● GIVEN INSTRUCTION: Which lines in the items below contain the string "shirt"? Report every such line in full, and treat uppercase and lowercase as different.

● MATERIAL SUPPLIED:
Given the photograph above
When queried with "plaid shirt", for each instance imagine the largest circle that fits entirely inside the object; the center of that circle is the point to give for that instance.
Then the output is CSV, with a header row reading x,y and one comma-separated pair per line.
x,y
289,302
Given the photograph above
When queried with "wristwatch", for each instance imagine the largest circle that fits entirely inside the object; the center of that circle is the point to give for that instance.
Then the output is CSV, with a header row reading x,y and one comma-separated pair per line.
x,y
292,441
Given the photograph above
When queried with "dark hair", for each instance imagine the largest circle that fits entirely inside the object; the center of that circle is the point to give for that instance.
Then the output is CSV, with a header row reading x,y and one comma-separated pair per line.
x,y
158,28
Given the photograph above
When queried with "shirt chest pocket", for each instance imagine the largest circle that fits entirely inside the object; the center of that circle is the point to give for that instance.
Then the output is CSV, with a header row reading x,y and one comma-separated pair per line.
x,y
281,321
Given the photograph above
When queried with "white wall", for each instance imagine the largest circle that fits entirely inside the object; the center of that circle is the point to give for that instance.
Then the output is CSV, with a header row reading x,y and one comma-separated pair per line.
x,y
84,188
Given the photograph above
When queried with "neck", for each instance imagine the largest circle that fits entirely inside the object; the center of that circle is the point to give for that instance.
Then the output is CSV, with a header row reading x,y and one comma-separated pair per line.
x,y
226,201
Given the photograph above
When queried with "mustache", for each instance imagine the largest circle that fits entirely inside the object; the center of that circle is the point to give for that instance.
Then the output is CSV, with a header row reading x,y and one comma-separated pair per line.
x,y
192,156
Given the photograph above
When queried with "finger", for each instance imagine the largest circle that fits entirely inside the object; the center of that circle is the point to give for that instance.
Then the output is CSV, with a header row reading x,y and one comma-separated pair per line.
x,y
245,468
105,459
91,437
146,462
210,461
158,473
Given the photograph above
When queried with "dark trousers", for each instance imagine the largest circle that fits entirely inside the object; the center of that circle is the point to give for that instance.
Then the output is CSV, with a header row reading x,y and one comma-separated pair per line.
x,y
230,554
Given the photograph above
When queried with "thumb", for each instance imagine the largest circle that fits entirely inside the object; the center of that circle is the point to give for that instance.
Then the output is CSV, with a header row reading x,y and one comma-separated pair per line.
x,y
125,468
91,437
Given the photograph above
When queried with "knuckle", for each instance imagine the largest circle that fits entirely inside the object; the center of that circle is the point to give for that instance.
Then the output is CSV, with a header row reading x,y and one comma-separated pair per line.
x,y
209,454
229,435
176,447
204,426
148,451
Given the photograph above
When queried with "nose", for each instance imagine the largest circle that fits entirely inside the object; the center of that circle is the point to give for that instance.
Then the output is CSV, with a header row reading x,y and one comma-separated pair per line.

● RESPONSE:
When queried with "plaid shirt", for each instance imagine the largest circle that fits entirely inside the object; the center of that circle is the point to give for that instance.
When queried with "shirt chest pocket", for each instance imagine the largest circle that fits entirely inside the object; the center of that circle is the point to give for that instance.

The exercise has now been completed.